● **REQUEST**
Render everything from the line containing "TARGET = window pane" down to the final line below as a numbered list, omitting any blank lines.

Object position labeling entries:
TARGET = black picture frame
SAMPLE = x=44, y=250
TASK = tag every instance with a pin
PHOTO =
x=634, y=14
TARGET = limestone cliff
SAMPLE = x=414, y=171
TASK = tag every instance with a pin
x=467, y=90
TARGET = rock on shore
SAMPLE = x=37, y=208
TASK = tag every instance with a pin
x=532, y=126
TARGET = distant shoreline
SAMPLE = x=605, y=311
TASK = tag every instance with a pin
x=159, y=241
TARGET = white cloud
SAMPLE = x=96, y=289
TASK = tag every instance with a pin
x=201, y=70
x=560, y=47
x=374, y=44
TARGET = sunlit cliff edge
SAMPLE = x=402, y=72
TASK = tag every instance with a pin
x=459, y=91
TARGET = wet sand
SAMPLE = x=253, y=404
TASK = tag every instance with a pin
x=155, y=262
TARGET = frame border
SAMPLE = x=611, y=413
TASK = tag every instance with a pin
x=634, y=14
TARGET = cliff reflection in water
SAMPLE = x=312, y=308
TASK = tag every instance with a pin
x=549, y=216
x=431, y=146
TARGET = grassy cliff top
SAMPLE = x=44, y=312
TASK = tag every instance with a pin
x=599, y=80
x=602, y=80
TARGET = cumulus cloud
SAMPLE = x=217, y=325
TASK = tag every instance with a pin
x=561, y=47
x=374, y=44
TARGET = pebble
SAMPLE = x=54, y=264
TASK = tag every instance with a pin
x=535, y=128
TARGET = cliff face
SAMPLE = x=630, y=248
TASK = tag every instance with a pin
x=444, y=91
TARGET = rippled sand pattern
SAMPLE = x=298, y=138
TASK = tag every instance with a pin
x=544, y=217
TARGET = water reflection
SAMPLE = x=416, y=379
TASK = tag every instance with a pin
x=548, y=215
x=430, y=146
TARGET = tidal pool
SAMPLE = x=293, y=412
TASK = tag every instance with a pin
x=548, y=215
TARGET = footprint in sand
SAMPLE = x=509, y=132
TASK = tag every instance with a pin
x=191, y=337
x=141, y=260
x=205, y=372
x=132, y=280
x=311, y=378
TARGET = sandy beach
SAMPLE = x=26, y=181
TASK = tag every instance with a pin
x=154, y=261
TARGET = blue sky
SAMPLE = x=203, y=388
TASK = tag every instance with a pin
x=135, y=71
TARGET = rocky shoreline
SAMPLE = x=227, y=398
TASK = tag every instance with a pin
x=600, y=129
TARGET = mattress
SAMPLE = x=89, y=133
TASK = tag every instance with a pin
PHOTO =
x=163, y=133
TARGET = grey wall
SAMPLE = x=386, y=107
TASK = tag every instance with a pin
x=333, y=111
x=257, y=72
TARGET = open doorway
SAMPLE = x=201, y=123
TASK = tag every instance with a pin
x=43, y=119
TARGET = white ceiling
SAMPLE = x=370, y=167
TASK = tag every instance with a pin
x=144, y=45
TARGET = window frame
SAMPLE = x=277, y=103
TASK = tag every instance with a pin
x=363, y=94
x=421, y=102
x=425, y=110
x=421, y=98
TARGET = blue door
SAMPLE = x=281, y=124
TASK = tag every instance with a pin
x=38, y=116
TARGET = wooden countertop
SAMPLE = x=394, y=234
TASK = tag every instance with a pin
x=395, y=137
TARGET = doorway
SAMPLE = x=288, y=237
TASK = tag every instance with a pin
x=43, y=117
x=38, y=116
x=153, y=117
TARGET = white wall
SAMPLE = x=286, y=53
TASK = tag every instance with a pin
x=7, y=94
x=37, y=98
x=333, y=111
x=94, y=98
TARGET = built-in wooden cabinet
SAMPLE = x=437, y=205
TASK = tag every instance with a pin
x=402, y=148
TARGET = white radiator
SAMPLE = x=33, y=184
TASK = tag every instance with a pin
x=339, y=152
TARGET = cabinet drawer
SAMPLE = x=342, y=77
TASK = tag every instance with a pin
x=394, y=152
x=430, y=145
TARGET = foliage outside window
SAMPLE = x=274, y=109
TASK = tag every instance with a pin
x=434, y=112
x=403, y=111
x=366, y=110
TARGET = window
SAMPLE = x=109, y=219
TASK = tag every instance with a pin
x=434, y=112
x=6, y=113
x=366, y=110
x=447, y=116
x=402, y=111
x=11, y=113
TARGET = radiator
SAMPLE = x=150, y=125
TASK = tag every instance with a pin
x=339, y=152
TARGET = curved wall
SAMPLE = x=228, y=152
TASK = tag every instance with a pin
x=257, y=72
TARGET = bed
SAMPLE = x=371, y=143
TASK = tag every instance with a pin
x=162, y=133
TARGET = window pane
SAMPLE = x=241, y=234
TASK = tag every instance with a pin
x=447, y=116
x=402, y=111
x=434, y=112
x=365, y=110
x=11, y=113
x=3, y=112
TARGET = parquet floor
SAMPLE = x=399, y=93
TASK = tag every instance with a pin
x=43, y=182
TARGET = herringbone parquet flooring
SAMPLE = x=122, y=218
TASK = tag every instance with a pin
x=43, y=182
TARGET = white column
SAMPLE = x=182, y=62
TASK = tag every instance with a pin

● **OUTPUT OF THE EXERCISE**
1. TARGET = window pane
2. SAMPLE = x=241, y=234
3. TASK = tag every instance with a pin
4. x=447, y=116
5. x=402, y=111
6. x=434, y=112
7. x=365, y=110
8. x=11, y=113
9. x=3, y=112
10. TARGET = parquet floor
11. SAMPLE = x=399, y=93
12. TASK = tag every instance with a pin
13. x=43, y=182
14. TARGET = herringbone parquet flooring
15. SAMPLE = x=122, y=218
16. TASK = tag every instance with a pin
17. x=43, y=182
18. TARGET = white column
19. SAMPLE = x=182, y=62
20. TASK = tag every instance with a pin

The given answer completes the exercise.